§ **TASK DETAILS**:
After finding the line that holds "Query: mango" below, set down that line and the rest through the final one exactly, leaving the pictures out.

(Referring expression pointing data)
+ + + + +
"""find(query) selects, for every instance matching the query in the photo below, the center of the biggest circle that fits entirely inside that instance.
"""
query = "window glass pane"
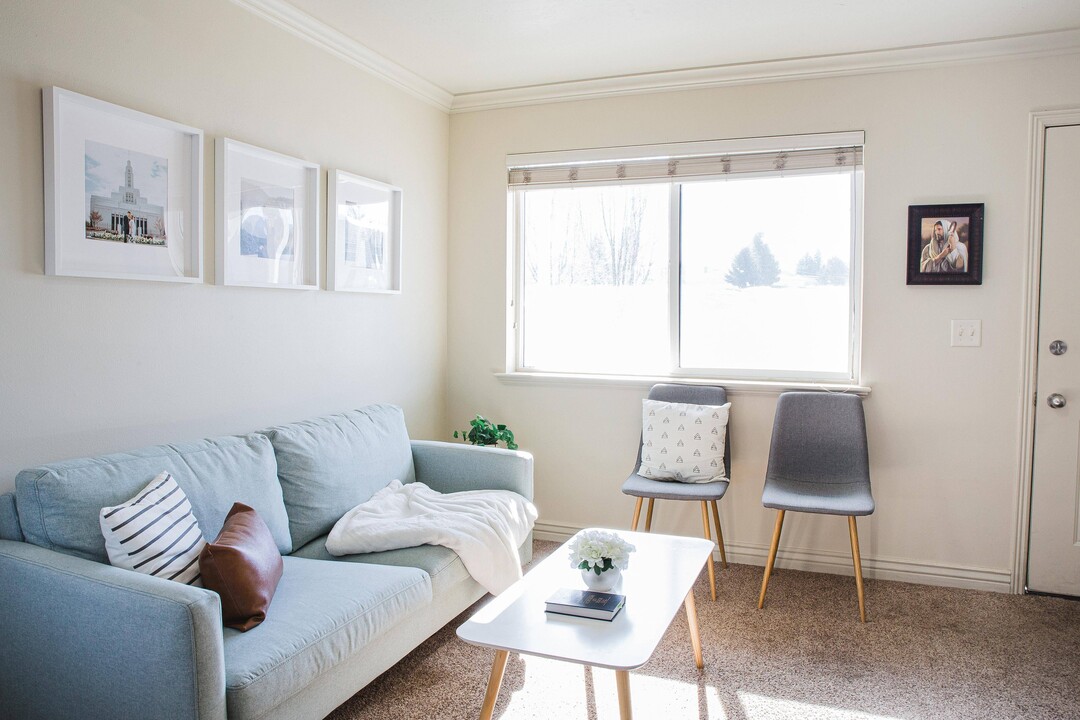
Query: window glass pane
(765, 274)
(595, 279)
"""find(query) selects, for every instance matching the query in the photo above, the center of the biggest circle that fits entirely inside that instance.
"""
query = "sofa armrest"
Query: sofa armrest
(454, 466)
(89, 640)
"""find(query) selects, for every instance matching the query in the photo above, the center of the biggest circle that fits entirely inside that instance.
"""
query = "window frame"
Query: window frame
(745, 377)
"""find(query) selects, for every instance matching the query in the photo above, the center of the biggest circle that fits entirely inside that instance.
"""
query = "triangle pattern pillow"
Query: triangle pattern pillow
(684, 443)
(156, 533)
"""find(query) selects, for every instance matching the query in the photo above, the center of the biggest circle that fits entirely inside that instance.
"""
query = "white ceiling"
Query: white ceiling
(467, 46)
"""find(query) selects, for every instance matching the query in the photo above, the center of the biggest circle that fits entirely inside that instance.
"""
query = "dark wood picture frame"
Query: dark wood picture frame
(945, 244)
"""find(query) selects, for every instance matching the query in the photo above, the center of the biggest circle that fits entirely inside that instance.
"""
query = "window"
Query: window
(734, 259)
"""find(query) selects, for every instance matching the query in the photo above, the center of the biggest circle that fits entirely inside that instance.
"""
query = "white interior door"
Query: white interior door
(1054, 544)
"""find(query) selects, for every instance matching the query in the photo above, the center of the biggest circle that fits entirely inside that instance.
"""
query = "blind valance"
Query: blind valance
(692, 162)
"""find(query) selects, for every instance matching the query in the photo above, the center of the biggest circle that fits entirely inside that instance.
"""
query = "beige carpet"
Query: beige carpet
(927, 652)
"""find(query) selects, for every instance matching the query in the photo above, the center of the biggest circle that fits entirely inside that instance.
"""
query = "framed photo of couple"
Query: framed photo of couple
(945, 244)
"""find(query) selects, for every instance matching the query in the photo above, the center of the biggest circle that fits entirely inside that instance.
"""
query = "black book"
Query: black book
(585, 603)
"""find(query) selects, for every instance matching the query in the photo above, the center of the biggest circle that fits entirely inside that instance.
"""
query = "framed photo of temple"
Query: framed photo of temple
(267, 218)
(123, 191)
(945, 244)
(364, 238)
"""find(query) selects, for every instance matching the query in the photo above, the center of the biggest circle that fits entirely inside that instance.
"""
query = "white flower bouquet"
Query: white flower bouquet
(599, 551)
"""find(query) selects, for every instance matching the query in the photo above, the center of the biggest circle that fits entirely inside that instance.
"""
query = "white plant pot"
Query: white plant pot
(603, 582)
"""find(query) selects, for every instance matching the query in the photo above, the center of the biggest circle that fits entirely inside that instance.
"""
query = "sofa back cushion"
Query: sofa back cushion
(58, 503)
(328, 465)
(9, 518)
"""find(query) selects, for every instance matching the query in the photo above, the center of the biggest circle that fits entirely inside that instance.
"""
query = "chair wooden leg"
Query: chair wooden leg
(719, 534)
(637, 514)
(859, 567)
(772, 557)
(709, 535)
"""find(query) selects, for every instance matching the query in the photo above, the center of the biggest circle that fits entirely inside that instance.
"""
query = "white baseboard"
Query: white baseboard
(813, 560)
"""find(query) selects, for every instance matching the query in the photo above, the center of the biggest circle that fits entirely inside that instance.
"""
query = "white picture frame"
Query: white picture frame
(267, 215)
(123, 191)
(363, 234)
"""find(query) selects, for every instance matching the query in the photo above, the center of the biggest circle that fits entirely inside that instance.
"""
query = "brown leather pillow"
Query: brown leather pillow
(243, 566)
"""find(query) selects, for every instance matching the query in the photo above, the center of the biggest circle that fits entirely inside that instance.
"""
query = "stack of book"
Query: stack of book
(585, 603)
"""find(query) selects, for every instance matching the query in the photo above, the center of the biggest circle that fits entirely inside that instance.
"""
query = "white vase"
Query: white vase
(603, 582)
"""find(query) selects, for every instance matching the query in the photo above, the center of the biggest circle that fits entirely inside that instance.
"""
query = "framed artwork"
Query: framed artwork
(267, 218)
(123, 191)
(364, 238)
(945, 244)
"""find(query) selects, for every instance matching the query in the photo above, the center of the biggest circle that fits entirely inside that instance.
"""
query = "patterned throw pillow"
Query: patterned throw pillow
(683, 442)
(156, 533)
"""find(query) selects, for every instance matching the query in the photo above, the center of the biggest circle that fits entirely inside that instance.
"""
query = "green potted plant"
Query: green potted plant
(483, 431)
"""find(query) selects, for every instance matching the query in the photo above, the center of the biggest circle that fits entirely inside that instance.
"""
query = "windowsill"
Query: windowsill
(733, 386)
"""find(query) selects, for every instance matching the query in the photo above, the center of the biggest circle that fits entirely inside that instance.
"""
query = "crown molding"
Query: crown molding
(321, 35)
(1056, 42)
(288, 17)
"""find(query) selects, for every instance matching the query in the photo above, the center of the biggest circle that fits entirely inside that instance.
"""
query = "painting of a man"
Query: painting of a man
(945, 244)
(944, 252)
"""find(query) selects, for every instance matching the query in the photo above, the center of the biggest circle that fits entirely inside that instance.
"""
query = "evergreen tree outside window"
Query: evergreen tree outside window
(739, 268)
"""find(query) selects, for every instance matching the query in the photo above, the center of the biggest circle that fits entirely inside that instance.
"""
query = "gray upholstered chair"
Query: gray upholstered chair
(819, 463)
(706, 493)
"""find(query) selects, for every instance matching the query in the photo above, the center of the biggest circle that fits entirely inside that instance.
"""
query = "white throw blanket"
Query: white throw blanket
(484, 527)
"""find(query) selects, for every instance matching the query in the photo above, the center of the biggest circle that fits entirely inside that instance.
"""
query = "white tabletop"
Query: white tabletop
(661, 572)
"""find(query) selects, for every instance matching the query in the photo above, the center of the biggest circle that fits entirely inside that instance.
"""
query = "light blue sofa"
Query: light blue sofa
(83, 639)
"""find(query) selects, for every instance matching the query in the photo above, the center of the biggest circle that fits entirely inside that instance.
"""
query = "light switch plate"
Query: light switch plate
(967, 334)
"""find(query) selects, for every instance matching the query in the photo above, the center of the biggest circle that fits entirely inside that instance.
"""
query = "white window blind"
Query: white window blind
(686, 161)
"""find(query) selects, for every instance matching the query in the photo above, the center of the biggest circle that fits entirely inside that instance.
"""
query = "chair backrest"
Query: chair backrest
(670, 392)
(819, 437)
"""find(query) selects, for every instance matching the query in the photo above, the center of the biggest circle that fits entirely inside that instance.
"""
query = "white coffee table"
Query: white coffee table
(660, 579)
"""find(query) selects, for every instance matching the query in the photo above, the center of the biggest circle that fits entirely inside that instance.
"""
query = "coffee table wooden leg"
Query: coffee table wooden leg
(691, 620)
(622, 682)
(494, 683)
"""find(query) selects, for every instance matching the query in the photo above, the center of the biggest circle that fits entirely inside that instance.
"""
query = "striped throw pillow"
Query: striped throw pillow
(156, 533)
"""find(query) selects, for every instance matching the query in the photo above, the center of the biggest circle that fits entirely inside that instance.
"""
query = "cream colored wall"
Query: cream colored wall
(943, 422)
(90, 366)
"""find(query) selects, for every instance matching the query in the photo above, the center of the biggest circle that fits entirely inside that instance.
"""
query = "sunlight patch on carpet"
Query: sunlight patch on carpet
(763, 707)
(553, 689)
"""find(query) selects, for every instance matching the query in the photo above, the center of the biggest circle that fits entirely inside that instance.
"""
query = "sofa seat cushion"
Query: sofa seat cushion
(442, 565)
(328, 465)
(58, 503)
(321, 613)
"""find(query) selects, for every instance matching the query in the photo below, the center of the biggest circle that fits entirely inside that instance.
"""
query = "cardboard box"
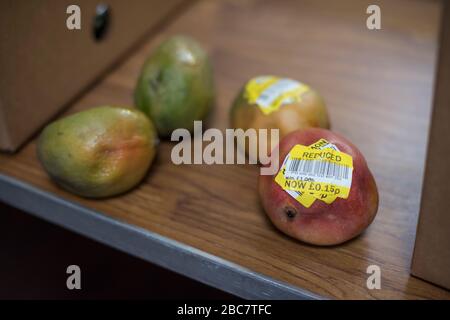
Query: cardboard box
(431, 260)
(44, 65)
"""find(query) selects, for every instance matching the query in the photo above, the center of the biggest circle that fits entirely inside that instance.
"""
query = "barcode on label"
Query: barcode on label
(317, 168)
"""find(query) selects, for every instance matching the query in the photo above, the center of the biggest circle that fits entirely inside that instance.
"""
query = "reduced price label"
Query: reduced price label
(316, 172)
(269, 93)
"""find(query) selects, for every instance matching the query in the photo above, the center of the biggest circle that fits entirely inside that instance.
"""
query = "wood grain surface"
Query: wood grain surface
(378, 87)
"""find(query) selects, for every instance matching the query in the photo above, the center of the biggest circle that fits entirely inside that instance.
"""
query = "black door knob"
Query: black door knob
(101, 21)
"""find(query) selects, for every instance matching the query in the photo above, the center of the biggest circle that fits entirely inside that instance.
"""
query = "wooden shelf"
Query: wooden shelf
(205, 221)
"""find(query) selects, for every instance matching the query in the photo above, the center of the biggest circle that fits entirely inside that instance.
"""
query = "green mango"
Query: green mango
(99, 152)
(176, 85)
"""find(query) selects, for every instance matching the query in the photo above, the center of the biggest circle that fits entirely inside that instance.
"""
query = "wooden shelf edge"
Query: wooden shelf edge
(149, 246)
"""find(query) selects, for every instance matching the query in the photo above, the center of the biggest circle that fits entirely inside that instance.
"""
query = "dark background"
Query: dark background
(34, 256)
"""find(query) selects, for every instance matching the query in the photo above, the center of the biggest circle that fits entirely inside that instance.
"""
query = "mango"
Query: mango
(270, 102)
(99, 152)
(322, 223)
(176, 85)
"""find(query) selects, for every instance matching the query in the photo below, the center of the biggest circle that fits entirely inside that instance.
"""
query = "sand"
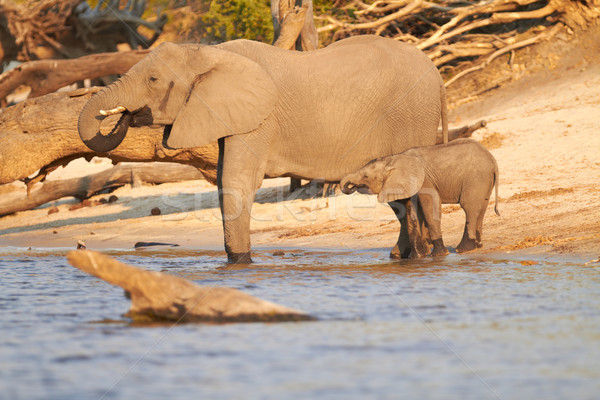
+ + + + +
§ **ANSWER SECTION**:
Query: mango
(270, 102)
(99, 152)
(322, 223)
(176, 85)
"""find(query) selects, for every instance matching the query in the photo below, the center of the biggest circle that fits entirely inside that instance.
"""
query = "sand"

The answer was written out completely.